Alcohol is a classic topic where contradictions are flying at you left, right and centre. One minute a nightly glass of wine is beneficial for blood pressure, the next minute all alcohol is a devil which must be sworn off forever.
Resveratrol is supposedly a heart healthy red wine super compound, yet the same newspapers will talk about toxins assaulting heart tissue just 1 week later. You don’t want to get confused and forget your original mission, so here are the 9 basic alcohol facts that all acne patients should know.
Absorb these facts, and you’ll still be able to delve deeper into certain topics if you wish, but you’ll now be armed with the fundamental acne knowledge.
One – alcohol drains your antioxidants
We’ll start with the negatives, and there’s no doubt that alcohol is a poison, albeit a naturally occurring one. In nature, alcohol appears in rotting fruits, which drop to the forest floor and begin to ferment as bacteria consumes the sugars.
For example, leave a pineapple in the fridge for too long, and this will also gain an alcoholic tang. Great apes evolved the ability to eat alcohol 10 million years ago, which survives in gorillas, humans and chimpanzees today (bats are also capable drinkers). However, this detoxification process relies on glutathione, one of the body’s main self-manufactured antioxidants. Every drink causes your levels to drop, and binge drinking will send them plummeting to the floor. Addressing glutathione depletion is a doctor’s first call in overdose situations, usually with an NAC pill.
You can be sitting in a comfy armchair rather than a hospital bed, but the glutathione reduction will still filter through: acne-prone skin has been found to contain 20% less glutathione than average. It’s needed to deactivate chains of destabilising free radicals, and to protect vital acne nutrients like vitamin E from destruction.
The vitamins are also a danger of their own. Excessive drinkers had a 91% rate of vitamin C deficiency in one study, while alcohol increases the activity of enzymes that break down vitamin A. The former lowers stress hormones and increases collagen, the latter prevents oily skin.
Two – alcohol increases inflammation
Alcohol assaults the armours of your skin, with vitamins and antioxidants being the armour. Like with any fortifications, the defences can easily withstand minor assaults, which bounce off them like light rocks, but not a prolonged siege with immense force. Another of alcohol’s dangers is adding inflammation to your skin, because of a toxin it generates during its metabolisation called acetaldehyde.
This appears during phase 1 of detoxification, when the enzyme alcohol dehydrogenase breaks whole alcohol molecules down into acetaldehyde. This is further metabolised into harmless acetate by the enzyme acetaldehyde dehydrogenase, but not before acetaldehyde has several hours to roam the body.
Acetaladehyde clatters around assaulting any cell it meets; it’s largely behind the liver dangers of alcohol, plus the brain dulling and joint aches. Acetaldehyde’s toxic effects all over the body are the main cause of a hangover, and your skin isn’t exempt. If blueberries are like a soothing ice blanket, then acetaldehyde is like a mild form of napalm, adding fiery inflammation to all your pimples at once.

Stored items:
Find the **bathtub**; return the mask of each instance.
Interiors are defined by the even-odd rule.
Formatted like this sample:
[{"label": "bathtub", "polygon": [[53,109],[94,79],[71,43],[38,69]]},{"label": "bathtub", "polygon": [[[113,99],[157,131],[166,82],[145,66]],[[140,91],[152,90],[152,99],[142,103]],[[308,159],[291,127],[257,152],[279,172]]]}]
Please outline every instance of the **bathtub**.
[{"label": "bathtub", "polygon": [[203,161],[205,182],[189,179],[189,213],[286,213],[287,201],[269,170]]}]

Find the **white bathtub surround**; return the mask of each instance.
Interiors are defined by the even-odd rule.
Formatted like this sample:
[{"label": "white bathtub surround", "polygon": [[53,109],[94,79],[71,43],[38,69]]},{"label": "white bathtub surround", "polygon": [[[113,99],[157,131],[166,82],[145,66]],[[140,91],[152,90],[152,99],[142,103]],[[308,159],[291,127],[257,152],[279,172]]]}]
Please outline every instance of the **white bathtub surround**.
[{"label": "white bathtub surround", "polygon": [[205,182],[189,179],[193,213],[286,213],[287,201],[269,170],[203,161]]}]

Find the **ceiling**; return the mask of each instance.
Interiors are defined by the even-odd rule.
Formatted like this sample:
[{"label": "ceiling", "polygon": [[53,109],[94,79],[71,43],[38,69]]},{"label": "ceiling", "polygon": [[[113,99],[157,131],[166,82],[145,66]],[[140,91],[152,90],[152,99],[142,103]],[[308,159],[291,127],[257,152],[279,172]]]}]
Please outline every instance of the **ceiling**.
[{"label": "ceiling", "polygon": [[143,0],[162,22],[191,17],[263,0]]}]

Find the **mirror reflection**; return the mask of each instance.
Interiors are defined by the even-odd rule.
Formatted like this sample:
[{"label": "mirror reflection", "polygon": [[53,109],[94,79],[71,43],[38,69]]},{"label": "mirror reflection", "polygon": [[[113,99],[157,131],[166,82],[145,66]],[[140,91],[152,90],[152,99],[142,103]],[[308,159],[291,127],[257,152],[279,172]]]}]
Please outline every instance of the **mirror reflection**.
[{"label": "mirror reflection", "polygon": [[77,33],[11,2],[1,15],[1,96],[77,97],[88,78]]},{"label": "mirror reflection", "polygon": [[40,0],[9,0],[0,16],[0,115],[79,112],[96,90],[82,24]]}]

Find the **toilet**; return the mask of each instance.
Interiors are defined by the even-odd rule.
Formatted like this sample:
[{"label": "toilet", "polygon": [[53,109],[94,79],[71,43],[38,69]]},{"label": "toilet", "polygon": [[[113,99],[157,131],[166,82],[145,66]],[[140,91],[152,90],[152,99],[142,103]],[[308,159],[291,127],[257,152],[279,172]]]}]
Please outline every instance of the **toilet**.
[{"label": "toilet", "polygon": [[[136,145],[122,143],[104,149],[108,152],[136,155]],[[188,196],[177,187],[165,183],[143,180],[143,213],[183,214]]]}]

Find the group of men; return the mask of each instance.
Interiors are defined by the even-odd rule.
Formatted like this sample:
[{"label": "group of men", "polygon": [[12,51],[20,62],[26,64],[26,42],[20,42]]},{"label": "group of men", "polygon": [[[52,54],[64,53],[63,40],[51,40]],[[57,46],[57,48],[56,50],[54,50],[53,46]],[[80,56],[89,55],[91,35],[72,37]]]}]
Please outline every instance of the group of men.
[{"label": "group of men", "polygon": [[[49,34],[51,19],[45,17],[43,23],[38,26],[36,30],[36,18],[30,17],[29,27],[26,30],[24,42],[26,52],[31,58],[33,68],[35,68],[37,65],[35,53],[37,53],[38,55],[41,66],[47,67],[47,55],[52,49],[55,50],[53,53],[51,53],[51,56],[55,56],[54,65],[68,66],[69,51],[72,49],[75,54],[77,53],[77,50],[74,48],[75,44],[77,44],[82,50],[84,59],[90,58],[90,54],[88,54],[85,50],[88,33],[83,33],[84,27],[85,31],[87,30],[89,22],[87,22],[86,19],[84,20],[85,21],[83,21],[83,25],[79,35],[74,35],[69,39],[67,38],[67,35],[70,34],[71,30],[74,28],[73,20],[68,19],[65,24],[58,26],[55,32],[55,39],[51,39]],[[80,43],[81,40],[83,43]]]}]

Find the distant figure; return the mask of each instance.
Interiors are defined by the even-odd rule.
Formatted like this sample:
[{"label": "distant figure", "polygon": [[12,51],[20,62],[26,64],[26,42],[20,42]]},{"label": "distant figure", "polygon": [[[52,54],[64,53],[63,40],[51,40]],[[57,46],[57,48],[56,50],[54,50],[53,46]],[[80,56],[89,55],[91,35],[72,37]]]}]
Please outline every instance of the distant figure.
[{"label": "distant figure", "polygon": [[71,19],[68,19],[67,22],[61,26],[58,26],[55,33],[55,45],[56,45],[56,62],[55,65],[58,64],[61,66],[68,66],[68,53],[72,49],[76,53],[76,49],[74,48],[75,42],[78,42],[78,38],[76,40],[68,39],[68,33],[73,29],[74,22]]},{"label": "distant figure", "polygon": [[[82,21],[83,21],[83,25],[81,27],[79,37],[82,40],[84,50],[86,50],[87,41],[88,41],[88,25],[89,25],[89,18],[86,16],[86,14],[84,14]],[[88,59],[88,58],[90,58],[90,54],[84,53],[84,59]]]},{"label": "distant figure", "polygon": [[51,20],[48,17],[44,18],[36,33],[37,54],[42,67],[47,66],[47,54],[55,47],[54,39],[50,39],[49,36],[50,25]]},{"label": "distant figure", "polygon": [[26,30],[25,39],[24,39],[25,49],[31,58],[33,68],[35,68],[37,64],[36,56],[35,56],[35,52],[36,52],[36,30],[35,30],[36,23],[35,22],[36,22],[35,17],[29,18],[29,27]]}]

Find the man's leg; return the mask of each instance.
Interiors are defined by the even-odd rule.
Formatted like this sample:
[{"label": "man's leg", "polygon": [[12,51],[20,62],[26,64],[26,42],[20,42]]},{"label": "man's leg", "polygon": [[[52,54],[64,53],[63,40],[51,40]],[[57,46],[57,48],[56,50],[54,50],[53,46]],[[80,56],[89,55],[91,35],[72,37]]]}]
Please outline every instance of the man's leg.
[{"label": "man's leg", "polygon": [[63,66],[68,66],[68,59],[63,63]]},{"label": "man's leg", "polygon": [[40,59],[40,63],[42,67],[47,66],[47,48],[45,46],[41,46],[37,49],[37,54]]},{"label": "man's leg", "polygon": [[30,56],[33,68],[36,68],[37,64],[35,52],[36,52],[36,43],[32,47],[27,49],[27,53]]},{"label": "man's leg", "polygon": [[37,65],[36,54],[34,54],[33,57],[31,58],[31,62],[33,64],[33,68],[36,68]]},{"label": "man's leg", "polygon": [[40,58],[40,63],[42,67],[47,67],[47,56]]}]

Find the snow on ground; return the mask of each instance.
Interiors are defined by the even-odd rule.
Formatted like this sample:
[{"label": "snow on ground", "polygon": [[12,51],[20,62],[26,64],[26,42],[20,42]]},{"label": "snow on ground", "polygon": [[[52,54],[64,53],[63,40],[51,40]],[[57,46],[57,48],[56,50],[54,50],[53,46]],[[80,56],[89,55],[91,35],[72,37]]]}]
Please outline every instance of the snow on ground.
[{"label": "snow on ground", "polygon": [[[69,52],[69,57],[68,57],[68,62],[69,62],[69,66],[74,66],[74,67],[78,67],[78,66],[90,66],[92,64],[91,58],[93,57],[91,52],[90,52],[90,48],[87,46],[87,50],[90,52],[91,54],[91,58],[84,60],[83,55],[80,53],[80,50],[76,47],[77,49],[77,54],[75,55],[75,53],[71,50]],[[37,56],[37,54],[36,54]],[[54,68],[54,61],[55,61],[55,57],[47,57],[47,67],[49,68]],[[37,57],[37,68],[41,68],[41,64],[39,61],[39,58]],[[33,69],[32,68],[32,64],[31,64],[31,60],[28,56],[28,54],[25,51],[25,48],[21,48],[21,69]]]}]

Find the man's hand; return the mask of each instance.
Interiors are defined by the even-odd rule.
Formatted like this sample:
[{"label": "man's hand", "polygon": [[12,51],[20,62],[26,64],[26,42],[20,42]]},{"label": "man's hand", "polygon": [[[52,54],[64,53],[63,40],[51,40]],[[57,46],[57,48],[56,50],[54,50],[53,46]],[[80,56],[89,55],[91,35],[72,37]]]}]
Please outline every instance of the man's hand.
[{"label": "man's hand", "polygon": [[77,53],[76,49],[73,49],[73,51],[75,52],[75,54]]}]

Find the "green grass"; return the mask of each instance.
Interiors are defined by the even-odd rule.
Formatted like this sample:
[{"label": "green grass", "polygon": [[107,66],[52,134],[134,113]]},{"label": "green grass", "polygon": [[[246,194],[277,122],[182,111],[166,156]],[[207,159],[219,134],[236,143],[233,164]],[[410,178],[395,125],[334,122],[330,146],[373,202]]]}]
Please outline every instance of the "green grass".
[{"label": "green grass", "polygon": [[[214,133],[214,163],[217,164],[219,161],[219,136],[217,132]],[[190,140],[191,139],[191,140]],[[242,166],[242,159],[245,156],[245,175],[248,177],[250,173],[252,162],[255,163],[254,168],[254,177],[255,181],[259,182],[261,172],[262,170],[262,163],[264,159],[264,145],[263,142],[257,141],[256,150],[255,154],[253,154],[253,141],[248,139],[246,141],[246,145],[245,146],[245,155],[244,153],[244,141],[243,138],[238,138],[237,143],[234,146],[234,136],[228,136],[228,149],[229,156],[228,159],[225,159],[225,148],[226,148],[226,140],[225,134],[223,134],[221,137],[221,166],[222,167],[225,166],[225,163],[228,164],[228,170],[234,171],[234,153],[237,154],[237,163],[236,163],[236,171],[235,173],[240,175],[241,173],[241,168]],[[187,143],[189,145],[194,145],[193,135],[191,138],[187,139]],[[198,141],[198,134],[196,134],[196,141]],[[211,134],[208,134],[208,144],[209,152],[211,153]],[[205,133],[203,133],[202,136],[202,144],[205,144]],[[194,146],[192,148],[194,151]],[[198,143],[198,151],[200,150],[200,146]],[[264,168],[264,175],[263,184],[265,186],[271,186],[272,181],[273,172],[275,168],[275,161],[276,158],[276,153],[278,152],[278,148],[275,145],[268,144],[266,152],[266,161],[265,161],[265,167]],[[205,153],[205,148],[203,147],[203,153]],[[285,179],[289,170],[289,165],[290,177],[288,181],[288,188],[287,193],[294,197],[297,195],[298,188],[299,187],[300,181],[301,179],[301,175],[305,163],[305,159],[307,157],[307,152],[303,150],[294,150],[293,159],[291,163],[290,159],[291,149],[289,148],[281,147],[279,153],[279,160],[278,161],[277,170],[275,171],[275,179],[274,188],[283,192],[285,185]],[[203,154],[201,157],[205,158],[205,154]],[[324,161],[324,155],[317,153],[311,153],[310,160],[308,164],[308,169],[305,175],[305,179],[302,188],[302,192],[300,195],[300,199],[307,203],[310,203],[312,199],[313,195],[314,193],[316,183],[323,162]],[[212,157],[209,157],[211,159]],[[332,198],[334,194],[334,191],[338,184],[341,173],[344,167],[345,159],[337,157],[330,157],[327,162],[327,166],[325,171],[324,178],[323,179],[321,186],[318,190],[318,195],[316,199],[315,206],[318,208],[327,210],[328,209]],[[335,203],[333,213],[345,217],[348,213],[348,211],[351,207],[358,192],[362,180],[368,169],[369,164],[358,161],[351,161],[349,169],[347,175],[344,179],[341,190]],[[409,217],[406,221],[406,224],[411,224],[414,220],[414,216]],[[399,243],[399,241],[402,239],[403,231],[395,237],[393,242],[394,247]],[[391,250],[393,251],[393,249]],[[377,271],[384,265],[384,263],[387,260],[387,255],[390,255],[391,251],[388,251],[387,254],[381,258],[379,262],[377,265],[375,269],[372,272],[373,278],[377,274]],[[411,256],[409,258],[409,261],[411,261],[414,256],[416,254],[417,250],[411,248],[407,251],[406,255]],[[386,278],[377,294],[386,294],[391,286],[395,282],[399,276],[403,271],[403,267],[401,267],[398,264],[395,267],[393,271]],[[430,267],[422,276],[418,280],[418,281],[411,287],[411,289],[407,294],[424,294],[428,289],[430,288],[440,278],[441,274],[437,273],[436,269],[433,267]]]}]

● YOUR GOAL: Can you reproduce the stretch of the alcohol and acne text from "Resveratrol is supposedly" through "fundamental acne knowledge.", swapping "newspapers" out for "magazines"?

● WRITTEN ANSWER:
Resveratrol is supposedly a heart healthy red wine super compound, yet the same magazines will talk about toxins assaulting heart tissue just 1 week later. You don’t want to get confused and forget your original mission, so here are the 9 basic alcohol facts that all acne patients should know.
Absorb these facts, and you’ll still be able to delve deeper into certain topics if you wish, but you’ll now be armed with the fundamental acne knowledge.